* Start SUPPLIED PASSAGE *

Friday, July 18, 2014

Annie boy

Wrote this for GQ's July issue. 



The first time people saw In Which Annie Gives It Those Ones was also the last time many of them saw it. It screened late one night on Doordarshan in March, 1989, never released in theatres, and despite winning a National Award, was soon forgotten. Then, in 1997, its screenwriter won a Booker, and people grew curious about the film which Arundhati Roy wrote and starred in. Today, Annie has acquired an unlikely cult status, but even so, discussions tend to revolve around Roy or the fact that this was Shah Rukh Khan’s first big screen appearance. Very few get around to appreciating the idiosyncratic pleasures of one of Indian cinema’s best college films.

* End SUPPLIED PASSAGE *

:: WHAT TO WORK ON ::
1. According to the post about Annie, in what month and year did the film first screen on Doordarshan?
2. Retype the stretch of the post about Annie from "Wrote this for" through "best college films.".
The entries are not needed for this work.

* Start LISTED ENTRIES *

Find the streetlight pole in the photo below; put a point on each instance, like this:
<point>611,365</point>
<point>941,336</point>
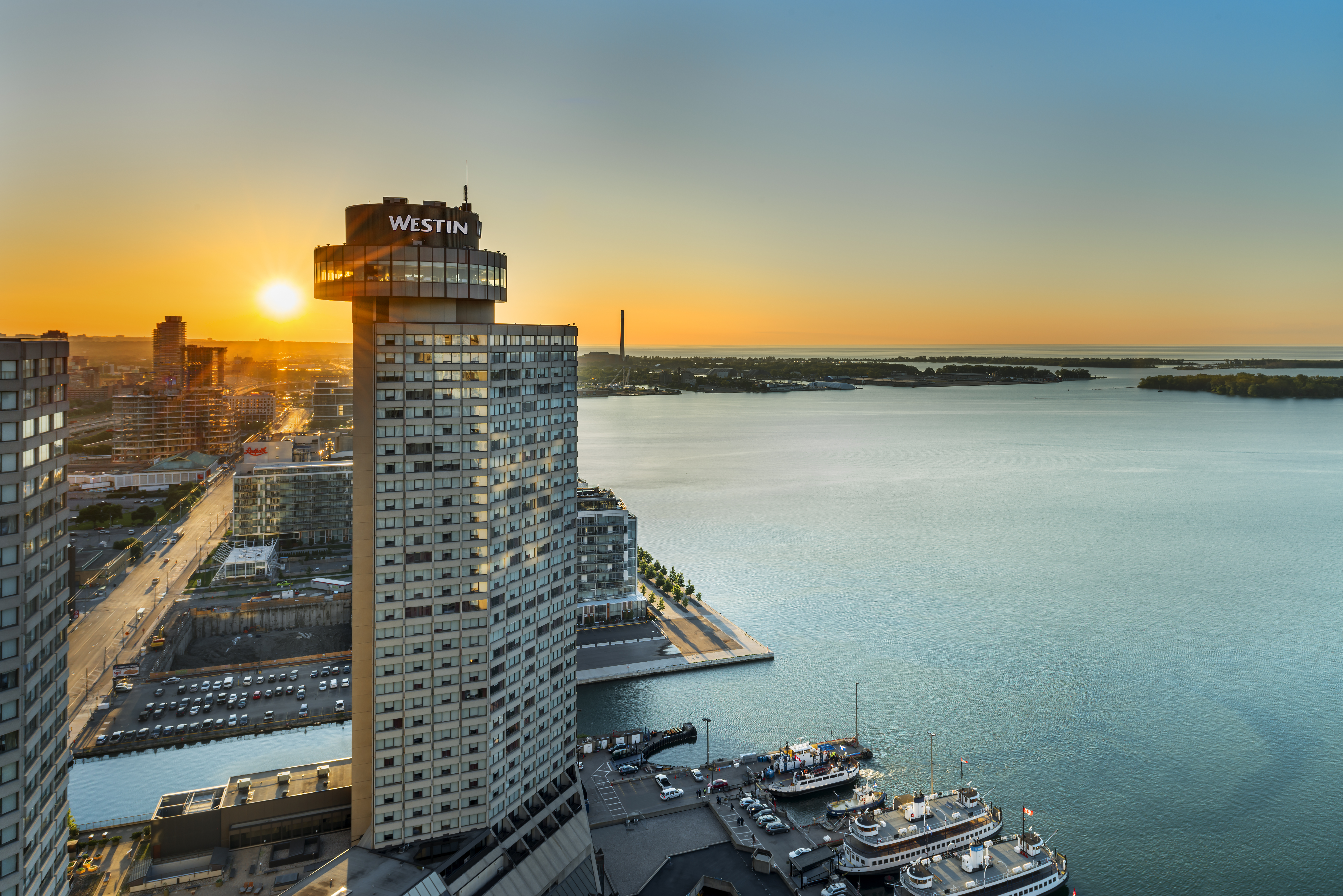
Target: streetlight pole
<point>707,761</point>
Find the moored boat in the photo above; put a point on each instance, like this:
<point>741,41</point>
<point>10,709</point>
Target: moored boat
<point>1012,867</point>
<point>813,780</point>
<point>879,843</point>
<point>864,799</point>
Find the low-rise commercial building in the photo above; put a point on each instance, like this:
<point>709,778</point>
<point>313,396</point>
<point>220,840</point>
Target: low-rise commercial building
<point>300,504</point>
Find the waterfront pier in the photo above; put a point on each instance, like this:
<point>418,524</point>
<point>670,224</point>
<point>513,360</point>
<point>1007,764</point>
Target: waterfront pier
<point>674,640</point>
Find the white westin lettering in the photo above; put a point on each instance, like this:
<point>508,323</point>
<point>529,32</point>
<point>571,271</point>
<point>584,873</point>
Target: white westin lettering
<point>441,226</point>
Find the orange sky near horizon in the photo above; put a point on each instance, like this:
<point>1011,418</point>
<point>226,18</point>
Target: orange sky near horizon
<point>922,179</point>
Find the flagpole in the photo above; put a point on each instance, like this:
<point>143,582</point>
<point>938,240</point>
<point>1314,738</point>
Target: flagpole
<point>931,788</point>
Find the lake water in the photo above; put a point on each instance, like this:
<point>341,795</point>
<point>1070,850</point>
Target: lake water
<point>1122,608</point>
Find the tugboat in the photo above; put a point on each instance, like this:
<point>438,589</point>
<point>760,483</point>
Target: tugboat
<point>1005,868</point>
<point>879,843</point>
<point>864,799</point>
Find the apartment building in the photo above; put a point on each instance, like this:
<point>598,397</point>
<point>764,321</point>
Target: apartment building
<point>254,408</point>
<point>608,558</point>
<point>300,504</point>
<point>185,409</point>
<point>464,580</point>
<point>34,612</point>
<point>334,405</point>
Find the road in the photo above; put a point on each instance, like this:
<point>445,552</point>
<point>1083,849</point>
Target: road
<point>292,420</point>
<point>100,635</point>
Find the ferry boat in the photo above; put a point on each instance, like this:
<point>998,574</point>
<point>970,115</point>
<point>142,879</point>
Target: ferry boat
<point>864,799</point>
<point>812,780</point>
<point>1012,867</point>
<point>879,843</point>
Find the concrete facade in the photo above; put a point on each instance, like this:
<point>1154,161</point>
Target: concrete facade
<point>34,615</point>
<point>464,578</point>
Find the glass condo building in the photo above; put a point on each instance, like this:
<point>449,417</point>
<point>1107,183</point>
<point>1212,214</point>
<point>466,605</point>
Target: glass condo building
<point>464,547</point>
<point>300,504</point>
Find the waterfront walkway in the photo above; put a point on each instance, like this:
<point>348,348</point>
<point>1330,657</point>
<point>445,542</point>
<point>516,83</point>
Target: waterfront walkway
<point>675,640</point>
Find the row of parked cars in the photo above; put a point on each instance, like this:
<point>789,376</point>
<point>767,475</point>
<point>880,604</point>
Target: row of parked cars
<point>187,729</point>
<point>763,817</point>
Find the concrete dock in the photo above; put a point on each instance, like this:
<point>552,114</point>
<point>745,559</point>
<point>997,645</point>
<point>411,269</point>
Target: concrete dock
<point>675,640</point>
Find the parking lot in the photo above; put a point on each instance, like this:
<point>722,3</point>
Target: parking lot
<point>614,799</point>
<point>187,708</point>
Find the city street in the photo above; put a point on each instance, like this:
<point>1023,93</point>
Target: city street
<point>99,636</point>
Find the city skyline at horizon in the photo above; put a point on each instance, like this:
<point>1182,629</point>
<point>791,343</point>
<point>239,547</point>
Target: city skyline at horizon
<point>1016,177</point>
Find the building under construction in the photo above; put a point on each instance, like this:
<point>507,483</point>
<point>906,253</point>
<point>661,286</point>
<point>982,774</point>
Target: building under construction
<point>187,409</point>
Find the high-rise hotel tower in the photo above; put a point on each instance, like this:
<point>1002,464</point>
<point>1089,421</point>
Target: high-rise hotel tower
<point>464,623</point>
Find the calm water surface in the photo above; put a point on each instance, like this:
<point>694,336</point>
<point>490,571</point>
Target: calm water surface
<point>1121,606</point>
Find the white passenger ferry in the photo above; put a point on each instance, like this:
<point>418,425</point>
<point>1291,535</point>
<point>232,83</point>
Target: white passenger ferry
<point>1013,867</point>
<point>915,828</point>
<point>816,778</point>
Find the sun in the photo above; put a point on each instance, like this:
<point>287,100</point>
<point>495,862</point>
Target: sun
<point>280,300</point>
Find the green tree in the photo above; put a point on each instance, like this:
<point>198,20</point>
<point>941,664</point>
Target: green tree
<point>103,514</point>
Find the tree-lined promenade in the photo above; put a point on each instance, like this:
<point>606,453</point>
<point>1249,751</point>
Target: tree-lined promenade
<point>1250,385</point>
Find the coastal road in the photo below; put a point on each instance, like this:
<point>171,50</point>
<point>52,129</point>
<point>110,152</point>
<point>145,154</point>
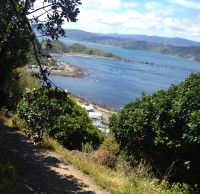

* End LISTED ENTRIES *

:: ANSWER LIST ::
1. March 1989

2.
Wrote this for GQ's July issue. 



The first time people saw In Which Annie Gives It Those Ones was also the last time many of them saw it. It screened late one night on Doordarshan in March, 1989, never released in theatres, and despite winning a National Award, was soon forgotten. Then, in 1997, its screenwriter won a Booker, and people grew curious about the film which Arundhati Roy wrote and starred in. Today, Annie has acquired an unlikely cult status, but even so, discussions tend to revolve around Roy or the fact that this was Shah Rukh Khan’s first big screen appearance. Very few get around to appreciating the idiosyncratic pleasures of one of Indian cinema’s best college films.